>> begin
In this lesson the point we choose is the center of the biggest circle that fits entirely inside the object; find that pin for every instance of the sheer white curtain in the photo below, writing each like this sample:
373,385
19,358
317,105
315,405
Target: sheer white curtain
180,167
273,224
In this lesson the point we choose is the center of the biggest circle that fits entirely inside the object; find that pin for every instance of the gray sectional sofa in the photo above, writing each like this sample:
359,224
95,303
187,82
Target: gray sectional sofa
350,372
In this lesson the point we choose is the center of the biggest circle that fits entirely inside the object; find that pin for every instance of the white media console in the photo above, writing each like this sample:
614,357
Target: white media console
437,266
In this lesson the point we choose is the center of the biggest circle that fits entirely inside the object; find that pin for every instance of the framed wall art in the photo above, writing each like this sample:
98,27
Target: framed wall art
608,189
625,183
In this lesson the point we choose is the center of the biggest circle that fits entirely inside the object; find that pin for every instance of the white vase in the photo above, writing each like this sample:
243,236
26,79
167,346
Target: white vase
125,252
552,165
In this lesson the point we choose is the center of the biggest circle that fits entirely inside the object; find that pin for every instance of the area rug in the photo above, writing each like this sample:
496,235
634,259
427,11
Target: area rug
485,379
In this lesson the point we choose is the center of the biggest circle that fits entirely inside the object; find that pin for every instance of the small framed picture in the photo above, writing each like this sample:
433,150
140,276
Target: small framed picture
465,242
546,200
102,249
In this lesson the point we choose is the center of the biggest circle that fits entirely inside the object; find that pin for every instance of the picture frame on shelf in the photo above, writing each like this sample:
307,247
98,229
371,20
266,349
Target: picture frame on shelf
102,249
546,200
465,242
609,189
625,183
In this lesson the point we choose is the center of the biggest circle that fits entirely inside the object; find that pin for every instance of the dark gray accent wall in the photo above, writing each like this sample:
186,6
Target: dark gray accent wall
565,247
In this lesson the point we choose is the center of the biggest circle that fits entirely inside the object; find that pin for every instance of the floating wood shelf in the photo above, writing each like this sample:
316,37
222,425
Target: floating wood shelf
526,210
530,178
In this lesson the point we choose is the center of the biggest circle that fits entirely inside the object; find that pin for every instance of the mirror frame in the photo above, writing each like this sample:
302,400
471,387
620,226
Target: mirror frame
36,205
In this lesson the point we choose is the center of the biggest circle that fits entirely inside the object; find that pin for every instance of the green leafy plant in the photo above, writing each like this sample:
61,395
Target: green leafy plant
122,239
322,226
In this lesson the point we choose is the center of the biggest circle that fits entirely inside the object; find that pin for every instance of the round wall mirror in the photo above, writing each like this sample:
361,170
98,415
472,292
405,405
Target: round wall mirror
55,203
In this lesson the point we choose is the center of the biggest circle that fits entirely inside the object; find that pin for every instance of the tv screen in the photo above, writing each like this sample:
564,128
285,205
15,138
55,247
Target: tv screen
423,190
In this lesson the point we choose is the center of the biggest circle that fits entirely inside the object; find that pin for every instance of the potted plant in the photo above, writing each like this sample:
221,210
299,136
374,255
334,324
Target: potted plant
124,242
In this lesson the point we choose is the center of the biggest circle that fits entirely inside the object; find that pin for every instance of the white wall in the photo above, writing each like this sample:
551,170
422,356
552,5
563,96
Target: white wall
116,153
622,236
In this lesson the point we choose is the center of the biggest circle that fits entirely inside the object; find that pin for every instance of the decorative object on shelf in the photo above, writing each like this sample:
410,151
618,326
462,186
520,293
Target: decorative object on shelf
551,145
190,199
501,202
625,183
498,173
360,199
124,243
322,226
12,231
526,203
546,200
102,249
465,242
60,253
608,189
>> end
>> begin
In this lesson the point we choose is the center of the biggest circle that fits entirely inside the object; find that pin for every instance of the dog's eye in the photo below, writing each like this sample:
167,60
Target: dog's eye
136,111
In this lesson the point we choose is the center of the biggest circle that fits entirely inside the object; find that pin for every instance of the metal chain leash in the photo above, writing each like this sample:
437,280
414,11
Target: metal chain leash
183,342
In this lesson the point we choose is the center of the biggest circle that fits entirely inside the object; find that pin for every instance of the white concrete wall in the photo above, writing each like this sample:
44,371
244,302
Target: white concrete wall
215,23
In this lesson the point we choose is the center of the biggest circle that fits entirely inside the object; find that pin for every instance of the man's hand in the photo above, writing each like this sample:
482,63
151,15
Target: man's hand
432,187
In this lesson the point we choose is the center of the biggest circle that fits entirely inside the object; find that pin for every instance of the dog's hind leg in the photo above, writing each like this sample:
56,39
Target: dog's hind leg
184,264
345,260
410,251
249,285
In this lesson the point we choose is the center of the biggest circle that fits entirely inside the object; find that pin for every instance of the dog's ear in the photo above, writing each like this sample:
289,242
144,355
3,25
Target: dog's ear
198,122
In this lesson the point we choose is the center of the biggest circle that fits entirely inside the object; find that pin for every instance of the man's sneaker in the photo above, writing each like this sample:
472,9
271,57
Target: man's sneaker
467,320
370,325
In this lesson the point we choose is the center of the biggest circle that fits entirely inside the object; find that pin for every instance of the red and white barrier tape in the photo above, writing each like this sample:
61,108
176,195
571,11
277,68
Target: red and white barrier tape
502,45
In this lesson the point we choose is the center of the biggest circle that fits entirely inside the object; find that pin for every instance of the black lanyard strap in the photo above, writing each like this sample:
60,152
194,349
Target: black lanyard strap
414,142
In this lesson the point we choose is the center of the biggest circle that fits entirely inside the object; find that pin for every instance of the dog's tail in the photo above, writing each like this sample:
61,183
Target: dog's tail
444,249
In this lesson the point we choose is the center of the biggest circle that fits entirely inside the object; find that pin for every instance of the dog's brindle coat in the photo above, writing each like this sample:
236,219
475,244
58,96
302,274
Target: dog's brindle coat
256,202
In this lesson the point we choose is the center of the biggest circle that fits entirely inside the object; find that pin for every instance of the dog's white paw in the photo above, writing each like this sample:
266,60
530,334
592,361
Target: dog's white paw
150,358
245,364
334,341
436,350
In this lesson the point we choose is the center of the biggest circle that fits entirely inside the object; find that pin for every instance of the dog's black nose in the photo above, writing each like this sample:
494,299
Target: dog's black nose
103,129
>> end
State how many lines in the entries above contain the word "concrete". Give only the number.

» COMPLETE ANSWER
2